§ Work request
Going through the entries below, count each line containing the word "plant". Report the number only.

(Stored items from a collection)
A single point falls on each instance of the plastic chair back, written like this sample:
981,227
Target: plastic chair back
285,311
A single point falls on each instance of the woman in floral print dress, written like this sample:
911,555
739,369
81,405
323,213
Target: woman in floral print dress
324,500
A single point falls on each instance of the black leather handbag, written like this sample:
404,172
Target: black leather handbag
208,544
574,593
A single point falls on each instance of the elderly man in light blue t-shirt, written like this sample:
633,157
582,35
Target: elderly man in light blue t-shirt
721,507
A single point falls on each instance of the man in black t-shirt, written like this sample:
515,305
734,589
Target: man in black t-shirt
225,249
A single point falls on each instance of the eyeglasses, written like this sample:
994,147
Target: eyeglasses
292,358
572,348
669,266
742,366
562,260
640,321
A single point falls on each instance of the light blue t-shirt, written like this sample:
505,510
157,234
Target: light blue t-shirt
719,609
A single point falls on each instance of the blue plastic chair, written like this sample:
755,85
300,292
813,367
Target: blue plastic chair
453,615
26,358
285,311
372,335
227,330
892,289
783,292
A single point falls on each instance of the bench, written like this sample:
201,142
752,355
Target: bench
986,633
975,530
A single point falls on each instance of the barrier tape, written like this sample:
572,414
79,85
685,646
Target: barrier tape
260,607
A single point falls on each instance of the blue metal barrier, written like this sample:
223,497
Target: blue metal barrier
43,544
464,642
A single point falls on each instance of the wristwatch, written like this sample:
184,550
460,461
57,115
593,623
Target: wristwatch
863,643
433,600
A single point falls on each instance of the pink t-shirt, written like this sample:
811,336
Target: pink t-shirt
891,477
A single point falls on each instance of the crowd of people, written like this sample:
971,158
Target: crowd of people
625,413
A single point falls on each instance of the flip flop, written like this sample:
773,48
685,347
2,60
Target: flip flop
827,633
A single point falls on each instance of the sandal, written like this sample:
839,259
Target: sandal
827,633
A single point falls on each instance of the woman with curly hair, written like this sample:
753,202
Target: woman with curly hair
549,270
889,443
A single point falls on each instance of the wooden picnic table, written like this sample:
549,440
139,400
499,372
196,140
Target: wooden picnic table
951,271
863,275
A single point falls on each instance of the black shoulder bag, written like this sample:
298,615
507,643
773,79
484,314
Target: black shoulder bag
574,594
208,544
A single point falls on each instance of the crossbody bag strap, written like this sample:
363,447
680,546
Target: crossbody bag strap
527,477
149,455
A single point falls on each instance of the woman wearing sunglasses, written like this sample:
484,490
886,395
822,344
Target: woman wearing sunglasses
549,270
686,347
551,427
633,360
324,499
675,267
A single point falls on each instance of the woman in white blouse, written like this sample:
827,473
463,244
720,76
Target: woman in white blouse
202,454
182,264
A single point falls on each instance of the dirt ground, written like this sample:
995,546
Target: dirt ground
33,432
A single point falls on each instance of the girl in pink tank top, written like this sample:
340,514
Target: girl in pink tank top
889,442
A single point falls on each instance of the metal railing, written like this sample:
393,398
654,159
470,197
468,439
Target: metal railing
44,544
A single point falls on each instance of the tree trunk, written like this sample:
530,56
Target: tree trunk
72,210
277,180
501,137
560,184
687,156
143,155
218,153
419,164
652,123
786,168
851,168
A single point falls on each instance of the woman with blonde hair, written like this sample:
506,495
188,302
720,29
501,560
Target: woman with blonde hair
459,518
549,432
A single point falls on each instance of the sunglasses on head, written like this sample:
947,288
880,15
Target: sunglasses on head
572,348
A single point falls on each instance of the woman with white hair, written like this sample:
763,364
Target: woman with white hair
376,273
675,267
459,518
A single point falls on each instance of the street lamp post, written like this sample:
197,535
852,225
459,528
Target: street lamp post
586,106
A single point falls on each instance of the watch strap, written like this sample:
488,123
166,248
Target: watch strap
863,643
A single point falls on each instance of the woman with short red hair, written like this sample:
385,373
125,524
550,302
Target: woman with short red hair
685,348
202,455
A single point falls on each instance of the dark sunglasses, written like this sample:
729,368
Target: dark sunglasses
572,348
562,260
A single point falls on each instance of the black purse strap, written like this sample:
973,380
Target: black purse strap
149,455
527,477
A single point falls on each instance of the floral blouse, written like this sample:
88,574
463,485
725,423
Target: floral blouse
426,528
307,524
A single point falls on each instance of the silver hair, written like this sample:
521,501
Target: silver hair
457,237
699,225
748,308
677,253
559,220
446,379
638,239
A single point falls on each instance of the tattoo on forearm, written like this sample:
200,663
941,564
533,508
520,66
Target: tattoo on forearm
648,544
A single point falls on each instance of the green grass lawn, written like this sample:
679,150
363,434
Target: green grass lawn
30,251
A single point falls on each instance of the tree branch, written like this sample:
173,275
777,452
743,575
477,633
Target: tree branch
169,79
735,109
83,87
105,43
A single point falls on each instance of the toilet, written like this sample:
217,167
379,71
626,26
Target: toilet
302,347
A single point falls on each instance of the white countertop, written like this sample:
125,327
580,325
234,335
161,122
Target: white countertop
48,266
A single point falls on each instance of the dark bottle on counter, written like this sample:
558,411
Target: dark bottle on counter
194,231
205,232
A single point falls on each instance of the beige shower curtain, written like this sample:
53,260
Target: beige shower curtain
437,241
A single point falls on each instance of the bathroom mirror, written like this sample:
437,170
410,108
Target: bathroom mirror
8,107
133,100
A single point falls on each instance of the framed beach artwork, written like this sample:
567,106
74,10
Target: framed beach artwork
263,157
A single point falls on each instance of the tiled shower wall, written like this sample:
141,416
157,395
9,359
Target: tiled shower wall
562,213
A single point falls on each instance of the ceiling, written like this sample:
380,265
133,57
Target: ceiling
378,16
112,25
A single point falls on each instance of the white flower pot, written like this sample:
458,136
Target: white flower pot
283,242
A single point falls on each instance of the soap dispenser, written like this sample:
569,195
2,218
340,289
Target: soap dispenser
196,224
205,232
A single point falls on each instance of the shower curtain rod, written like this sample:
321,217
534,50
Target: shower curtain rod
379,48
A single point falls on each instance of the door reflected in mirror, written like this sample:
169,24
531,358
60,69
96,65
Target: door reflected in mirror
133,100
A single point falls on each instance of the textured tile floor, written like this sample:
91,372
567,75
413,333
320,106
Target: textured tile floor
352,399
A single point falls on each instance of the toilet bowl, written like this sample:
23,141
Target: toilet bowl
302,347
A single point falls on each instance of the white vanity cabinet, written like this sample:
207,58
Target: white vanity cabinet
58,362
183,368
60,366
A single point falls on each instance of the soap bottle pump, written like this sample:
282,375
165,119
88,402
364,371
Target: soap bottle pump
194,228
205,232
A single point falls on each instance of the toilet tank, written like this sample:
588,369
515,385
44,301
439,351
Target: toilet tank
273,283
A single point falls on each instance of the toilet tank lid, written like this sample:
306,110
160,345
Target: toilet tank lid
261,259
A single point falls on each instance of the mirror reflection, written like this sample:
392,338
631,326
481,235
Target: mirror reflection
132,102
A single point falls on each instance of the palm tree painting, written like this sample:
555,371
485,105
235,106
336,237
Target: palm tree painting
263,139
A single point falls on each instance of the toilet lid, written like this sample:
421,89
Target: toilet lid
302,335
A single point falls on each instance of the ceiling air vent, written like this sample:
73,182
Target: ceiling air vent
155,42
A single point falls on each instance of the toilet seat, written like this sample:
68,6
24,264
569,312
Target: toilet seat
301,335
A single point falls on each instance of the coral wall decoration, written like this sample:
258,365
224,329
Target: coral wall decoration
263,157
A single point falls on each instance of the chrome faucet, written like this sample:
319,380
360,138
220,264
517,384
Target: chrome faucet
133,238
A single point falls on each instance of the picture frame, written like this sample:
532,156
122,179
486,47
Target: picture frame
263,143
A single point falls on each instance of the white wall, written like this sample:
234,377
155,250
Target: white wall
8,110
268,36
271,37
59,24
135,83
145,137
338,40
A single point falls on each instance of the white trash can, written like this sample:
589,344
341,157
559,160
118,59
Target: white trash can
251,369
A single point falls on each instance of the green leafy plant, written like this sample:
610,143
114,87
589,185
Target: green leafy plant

§ Response to the task
2